** BEGIN Text excerpt **

# Whats the best all around hunting boot??



## LongBow01 (Aug 9, 2011)

I am going to buy a new pair of hunting boots this year. So my question is if you could only buy one pair of hunting boots to use from the start of bow season all the way through the end of gun season what would you get?

I really like the looks of the dream seasons but after reading the reviews I dont think I will be buying those.....


----------



## turtlebug (Aug 9, 2011)

Danner Pronghorn


----------



## LongBow01 (Aug 10, 2011)

Wow only one reply thanks Turtle bug I'll checkem out.


----------



## 35 Whelen (Aug 10, 2011)

That is a tough call, only one pair of boots for the entire season!  I usually wear three different pairs of boots during the season because when the season begins it can be 90 degrees and in January 20 degrees.  But if I could only have one pair of boots it would be these:

http://www.schnees.com/product/2712/boots-shoes

I would get the 10" height and wear extra socks when it was cold.


----------



## JimDraper (Aug 11, 2011)

I like my Bogs they are light and breathable for early season but throw on a good pair of wool socks and they keep my feet warm when the temps drop. Very comfortable and easy on the feet when doing a lot of walking.


----------



## BROWNING7WSM (Aug 11, 2011)

turtlebug said:


> Danner Pronghorn



.x2


----------



## FX Jenkins (Aug 11, 2011)

I personally don't like a heavy soled/lugged hunting boot that cakes mud and doesn't let me slip around so I believe LLBean did it best back in 1912 when they made the Maine hunting boot...

http://www.llbean.com/llb/shop/33172?feat=33171-ppxs&dds=y


its got the best of both worlds, rubber bottom with adequat tire tread sole, and the support/durability of the leather upper, and even with the goretex liner, I can still feel a limb under foot before I snap it.   And you can tolerate a good temperature range by varying your sock selection....

But if you do a lot of Stand hunting, especially in the later season, then I second the Schnees.  I have the Outfitter version 

http://www.schnees.com/product/2640/schnees-insulated-pac-boots

and its basically a heavier duty LLBean boot with a wool liner that will handle anything in the continental US...

I start out the season in my Bean boots and swap over to the schnees when the mercury drops....


----------



## sandhillmike (Aug 16, 2011)

Gets a little wet where I hunt, so X2 on the Bogs. Muck Boots may be better, but the Bogs are way cheaper and I have no complaints with them at all.


----------



## ben300win (Aug 17, 2011)

Another vote for Danners. Also like the Lacrosse alpha burly. That might be my 2nd choice for an all around boot.


----------



## kmckinnie (Aug 17, 2011)

I like a good pair of plain rubber boots for the hardware store! Black rubber boots!! There cheap and work great!


----------



## duckman18 (Sep 17, 2011)

kmckinnie said:


> I like a good pair of plain rubber boots for the hardware store! Black rubber boots!! There cheap and work great!



i guess thats why you have them on in your avatar


----------



## Ready 2 Hunt (Oct 2, 2011)

** END Text excerpt **

◆ **What you need to do**:
1) Which web addresses appear in the hunting boot thread? List every one.
2) Carry on the hunting boot thread from the point where it stops.
The data that comes next plays no role here.

** BEGIN Items **

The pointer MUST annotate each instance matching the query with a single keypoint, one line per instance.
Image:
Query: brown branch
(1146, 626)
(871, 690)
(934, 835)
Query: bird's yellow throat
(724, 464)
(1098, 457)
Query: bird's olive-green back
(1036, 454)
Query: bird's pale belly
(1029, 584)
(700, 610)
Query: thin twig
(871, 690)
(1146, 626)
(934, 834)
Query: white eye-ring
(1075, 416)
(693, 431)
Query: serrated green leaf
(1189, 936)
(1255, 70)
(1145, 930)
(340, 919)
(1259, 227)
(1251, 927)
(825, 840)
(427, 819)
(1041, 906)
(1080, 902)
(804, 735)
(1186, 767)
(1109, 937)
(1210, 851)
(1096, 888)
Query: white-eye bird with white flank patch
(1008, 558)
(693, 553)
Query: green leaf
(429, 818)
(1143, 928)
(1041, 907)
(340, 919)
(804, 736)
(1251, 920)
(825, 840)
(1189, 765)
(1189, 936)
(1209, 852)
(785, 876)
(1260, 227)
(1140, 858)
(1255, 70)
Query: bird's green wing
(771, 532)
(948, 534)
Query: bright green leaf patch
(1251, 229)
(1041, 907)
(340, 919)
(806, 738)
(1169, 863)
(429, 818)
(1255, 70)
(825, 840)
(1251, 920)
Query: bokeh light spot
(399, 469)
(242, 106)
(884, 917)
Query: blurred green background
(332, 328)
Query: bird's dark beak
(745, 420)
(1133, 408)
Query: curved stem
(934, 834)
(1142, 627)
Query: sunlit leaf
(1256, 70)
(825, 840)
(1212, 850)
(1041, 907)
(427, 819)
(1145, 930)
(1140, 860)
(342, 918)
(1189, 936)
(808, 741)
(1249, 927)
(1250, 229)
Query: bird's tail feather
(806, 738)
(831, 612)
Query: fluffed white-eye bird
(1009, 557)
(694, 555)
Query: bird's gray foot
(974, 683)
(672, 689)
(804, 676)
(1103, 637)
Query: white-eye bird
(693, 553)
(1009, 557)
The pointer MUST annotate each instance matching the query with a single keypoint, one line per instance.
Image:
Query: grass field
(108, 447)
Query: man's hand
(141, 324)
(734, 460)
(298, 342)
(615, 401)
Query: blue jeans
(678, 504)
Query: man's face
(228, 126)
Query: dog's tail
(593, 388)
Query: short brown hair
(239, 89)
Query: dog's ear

** END Items **

◆ **Outputs by task**:
1)
http://www.schnees.com/product/2712/boots-shoes
http://www.llbean.com/llb/shop/33172?feat=33171-ppxs&dds=y
http://www.schnees.com/product/2640/schnees-insulated-pac-boots

2)
35 Whelen said:


> That is a tough call, only one pair of boots for the entire season!  I usually wear three different pairs of boots during the season because when the season begins it can be 90 degrees and in January 20 degrees.  But if I could only have one pair of boots it would be these:
> 
> http://www.schnees.com/product/2712/boots-shoes
> 
> I would get the 10" height and wear extra socks when it was cold.


love my schnees, little warm in early season, but the warmest most comfortable boot mid to end of season, hard to buy $200 boots you cant try on but it was worth the risk, I have the 13" Hunter II, but i like a taller boot


----------



## featherz17 (Oct 3, 2011)

Lacrosse alpha burly for me.


----------



## Lukikus2 (Oct 3, 2011)

FX Jenkins said:


> I personally don't like a heavy soled/lugged hunting boot that cakes mud and doesn't let me slip around so I believe LLBean did it best back in 1912 when they made the Maine hunting boot...
> 
> http://www.llbean.com/llb/shop/33172?feat=33171-ppxs&dds=y
> 
> ...



This type boot. Cabela's sells a "guide" boot like this for around $60 and I love them.


----------



## Dan DeBord (Oct 3, 2011)

Meindl...sold by Cabelas.


----------



## watermedic (Oct 13, 2011)

I have alpha burleys and my under armour HAWs just arrivd about 30 minutes ago. Look good and feel good.


----------



## CreekChub (Nov 7, 2011)

Probably not the best but I am on my 5th season in a pair of
Skechers ankle boots. They are the most comfortable boots
I have ever worn and have held up better than some name 
brand hunting boots. Shoe stores would be hit or miss but
they have multiple styles on their website for about half 
price of what some of the big name brand boots are selling for.
If these ever play out I will buy another pair.


----------



## KentuckyHeadhunter (Nov 7, 2011)

love all my Rocky's


----------



## btt202 (Nov 7, 2011)

turtlebug said:


> Danner Pronghorn



What she said !!!!!!!!!


----------



## one hogman (Nov 13, 2011)

For my $$$$ IRISH SETTERS!!!!!


----------



## hogman3 (Nov 13, 2011)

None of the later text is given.